> **SHORT PROBLEM**: Please quote the entire listing below verbatim, line for line.

▽

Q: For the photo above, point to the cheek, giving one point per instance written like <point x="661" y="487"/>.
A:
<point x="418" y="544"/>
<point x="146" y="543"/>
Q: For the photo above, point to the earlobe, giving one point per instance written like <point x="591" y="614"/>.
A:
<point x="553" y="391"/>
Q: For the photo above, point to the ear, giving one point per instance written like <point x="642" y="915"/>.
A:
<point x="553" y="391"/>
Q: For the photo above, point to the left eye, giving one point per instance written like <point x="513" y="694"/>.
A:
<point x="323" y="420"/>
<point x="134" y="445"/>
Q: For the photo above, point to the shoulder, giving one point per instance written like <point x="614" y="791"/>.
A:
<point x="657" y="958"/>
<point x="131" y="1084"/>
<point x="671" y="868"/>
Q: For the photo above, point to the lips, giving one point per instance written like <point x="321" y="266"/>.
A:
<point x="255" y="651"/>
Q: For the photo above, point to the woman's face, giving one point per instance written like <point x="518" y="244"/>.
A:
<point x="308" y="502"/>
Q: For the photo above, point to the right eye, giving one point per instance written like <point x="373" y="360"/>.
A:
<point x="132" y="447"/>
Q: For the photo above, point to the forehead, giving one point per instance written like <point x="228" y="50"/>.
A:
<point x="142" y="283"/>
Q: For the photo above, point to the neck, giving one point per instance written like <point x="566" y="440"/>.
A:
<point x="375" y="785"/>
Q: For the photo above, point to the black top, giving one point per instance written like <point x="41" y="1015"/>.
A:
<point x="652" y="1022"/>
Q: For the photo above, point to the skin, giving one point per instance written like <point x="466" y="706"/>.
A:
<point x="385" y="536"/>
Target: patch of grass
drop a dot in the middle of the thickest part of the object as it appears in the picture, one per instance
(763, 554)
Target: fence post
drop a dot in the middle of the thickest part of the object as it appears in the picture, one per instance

△

> **SOLUTION**:
Q: For the photo above, point to the cheek, giving one point per instance written like <point x="661" y="487"/>.
A:
<point x="418" y="544"/>
<point x="146" y="543"/>
Q: For the photo above, point to the earlobe, giving one point per instance written like <point x="591" y="614"/>.
A:
<point x="553" y="391"/>
Q: For the photo above, point to the ear, giving one point per instance written like <point x="642" y="915"/>.
A:
<point x="553" y="391"/>
Q: For the photo above, point to the left eye, giving one point per instance written like <point x="513" y="694"/>.
A:
<point x="323" y="420"/>
<point x="134" y="445"/>
Q: For the photo above, point to the shoulder, giving one point per instance written like <point x="614" y="791"/>.
A:
<point x="657" y="958"/>
<point x="131" y="1084"/>
<point x="671" y="868"/>
Q: For the photo above, point to the lips, giving one point per instance written like <point x="321" y="266"/>.
A:
<point x="255" y="651"/>
Q: For the photo above, point to the woman's face, giving one point per instance written like <point x="518" y="244"/>.
A:
<point x="308" y="502"/>
Q: For the photo above, point to the right eye, giving one point per instance written like <point x="373" y="360"/>.
A:
<point x="132" y="447"/>
Q: For the photo above, point to the forehead, giving one point per instance written like <point x="228" y="50"/>.
A:
<point x="142" y="283"/>
Q: For the photo above, point to the neck, giving one point per instance written like <point x="566" y="440"/>.
A:
<point x="375" y="785"/>
Q: For the photo above, point to the black top, giving one point per instance written like <point x="41" y="1015"/>.
A:
<point x="652" y="1022"/>
Q: For the photo above, point to the skin, giving one point per instance written like <point x="466" y="706"/>.
A:
<point x="385" y="536"/>
Target: patch of grass
drop a dot in the middle of the thickest part of the object as it appears in the picture, one per instance
(763, 554)
Target: fence post
drop a dot in the middle of the thickest part of the object as it appears in the picture, one per instance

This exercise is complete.